## To be done
Retype exactly the stretch of lines that begins at the line containing "In this exercise you will locate the muddy" and ends at the last line of the data, with no other lines.

## Information given

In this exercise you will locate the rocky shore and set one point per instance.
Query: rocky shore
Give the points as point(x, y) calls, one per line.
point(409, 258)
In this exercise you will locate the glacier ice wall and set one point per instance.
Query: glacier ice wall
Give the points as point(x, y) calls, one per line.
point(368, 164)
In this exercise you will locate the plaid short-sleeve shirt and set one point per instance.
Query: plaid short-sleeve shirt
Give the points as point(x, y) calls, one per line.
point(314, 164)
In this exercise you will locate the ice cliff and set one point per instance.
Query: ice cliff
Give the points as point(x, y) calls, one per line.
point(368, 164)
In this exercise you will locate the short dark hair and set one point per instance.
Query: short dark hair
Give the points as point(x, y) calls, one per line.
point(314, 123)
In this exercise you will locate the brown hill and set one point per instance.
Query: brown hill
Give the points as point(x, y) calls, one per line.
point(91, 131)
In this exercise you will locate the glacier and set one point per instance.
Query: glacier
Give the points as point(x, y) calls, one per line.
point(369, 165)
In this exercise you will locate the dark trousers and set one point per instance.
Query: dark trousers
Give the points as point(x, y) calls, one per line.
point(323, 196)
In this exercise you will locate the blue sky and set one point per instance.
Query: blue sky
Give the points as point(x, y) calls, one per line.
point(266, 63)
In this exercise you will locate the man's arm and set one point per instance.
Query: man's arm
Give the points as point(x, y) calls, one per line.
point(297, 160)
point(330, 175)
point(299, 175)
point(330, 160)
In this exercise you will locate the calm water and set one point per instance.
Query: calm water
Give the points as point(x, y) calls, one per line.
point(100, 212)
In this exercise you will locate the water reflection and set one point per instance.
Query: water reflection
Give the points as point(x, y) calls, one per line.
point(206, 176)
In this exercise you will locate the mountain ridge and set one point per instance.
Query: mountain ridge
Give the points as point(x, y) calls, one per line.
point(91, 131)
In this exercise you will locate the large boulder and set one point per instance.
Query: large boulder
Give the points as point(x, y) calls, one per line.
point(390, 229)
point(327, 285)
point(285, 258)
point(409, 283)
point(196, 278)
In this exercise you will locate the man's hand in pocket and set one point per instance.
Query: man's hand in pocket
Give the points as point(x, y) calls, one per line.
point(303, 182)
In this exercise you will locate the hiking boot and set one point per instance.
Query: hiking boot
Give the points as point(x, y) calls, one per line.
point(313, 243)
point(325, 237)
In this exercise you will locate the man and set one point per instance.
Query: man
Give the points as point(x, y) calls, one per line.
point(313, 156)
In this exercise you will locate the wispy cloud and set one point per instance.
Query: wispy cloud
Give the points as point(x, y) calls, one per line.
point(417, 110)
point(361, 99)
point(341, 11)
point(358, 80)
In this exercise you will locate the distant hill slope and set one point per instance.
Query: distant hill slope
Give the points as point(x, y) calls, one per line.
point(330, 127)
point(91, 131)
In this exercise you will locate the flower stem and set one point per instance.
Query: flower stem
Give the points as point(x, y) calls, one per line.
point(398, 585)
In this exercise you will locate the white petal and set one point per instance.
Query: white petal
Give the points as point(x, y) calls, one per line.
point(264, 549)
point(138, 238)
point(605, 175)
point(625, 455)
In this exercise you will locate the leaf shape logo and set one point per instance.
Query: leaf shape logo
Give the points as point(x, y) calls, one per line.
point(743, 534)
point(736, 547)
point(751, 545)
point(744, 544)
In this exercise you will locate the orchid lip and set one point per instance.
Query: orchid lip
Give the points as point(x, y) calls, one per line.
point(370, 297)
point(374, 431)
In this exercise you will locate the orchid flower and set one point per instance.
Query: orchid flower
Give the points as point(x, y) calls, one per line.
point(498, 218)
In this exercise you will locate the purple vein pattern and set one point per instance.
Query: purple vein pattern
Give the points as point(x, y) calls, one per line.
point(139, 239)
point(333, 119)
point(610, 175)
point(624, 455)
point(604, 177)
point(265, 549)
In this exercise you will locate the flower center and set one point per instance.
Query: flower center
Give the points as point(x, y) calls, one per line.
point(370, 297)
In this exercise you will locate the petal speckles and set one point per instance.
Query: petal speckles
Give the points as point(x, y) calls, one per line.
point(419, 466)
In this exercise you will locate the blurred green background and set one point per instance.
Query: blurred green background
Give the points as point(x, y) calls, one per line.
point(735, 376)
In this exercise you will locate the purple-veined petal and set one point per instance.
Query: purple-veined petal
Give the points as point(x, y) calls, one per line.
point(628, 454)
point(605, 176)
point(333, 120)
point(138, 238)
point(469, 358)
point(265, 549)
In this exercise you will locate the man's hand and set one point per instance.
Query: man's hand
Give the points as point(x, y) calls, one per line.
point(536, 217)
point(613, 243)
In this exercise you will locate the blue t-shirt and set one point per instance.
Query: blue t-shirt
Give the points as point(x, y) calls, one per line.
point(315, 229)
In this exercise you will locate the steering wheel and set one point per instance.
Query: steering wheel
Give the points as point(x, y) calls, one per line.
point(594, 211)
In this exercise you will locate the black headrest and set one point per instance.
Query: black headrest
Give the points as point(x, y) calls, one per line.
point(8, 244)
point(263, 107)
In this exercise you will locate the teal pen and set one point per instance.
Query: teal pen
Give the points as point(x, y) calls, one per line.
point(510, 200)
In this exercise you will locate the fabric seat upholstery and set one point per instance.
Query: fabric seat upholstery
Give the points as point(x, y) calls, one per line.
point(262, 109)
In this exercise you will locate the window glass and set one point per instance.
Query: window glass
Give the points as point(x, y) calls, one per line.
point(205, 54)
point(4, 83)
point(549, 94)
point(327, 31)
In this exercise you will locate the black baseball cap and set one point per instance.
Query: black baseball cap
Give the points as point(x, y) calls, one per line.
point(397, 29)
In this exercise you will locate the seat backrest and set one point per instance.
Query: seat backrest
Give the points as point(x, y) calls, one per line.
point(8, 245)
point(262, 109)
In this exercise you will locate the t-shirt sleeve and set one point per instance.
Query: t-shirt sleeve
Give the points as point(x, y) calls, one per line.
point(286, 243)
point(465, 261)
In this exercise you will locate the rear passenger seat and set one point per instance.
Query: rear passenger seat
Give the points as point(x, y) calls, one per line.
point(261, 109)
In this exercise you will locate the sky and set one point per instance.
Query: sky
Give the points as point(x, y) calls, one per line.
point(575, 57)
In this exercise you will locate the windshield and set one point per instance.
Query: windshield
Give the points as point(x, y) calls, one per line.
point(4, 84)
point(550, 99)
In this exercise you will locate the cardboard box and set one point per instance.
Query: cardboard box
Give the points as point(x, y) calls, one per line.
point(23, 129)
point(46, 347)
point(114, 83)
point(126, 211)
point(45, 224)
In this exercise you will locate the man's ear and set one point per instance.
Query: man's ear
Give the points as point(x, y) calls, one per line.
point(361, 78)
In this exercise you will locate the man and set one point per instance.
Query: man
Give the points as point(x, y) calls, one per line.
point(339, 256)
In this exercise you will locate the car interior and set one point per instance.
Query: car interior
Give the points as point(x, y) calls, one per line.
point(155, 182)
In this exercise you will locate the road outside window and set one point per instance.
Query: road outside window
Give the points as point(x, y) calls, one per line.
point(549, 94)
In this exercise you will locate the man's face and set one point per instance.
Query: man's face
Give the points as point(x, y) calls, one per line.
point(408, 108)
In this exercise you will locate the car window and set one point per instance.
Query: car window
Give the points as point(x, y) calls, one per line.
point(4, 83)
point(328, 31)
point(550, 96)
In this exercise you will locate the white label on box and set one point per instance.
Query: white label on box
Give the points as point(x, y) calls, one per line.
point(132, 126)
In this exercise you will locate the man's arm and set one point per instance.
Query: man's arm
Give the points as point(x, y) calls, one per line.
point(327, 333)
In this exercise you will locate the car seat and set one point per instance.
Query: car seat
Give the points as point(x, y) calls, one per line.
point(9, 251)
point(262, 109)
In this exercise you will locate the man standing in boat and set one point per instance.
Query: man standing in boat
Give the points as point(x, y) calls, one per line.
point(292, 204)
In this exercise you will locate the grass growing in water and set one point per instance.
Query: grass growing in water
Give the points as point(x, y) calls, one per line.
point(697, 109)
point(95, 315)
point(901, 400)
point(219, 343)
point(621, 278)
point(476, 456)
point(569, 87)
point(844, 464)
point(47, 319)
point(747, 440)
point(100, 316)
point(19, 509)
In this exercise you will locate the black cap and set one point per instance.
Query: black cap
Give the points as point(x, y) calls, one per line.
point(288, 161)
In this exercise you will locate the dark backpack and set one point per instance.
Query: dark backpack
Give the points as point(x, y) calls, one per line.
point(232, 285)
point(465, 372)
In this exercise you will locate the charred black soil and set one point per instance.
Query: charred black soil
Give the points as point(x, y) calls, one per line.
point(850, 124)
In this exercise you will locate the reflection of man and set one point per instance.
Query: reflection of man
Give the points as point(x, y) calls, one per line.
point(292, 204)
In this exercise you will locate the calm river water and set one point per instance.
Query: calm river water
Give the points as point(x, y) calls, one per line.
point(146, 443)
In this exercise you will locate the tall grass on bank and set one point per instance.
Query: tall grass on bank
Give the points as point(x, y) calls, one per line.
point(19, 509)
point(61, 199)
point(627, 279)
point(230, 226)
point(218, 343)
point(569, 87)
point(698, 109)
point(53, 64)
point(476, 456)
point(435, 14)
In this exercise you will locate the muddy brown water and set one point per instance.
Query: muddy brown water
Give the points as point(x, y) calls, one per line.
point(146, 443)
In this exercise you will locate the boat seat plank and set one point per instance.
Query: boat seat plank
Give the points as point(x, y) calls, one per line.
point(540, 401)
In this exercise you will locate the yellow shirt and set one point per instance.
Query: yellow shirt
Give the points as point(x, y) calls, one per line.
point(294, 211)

## Task result
In this exercise you will locate the muddy brown water and set one point per instance.
Query: muddy brown water
Give the points as point(x, y) calls, one per line.
point(146, 443)
In this exercise you will locate the boat seat plank and set one point per instance.
Query: boat seat plank
Give the points as point(x, y) calls, one per line.
point(540, 401)
In this exercise you will locate the yellow shirt and set one point per instance.
Query: yellow shirt
Give the points as point(x, y) calls, one per line.
point(294, 211)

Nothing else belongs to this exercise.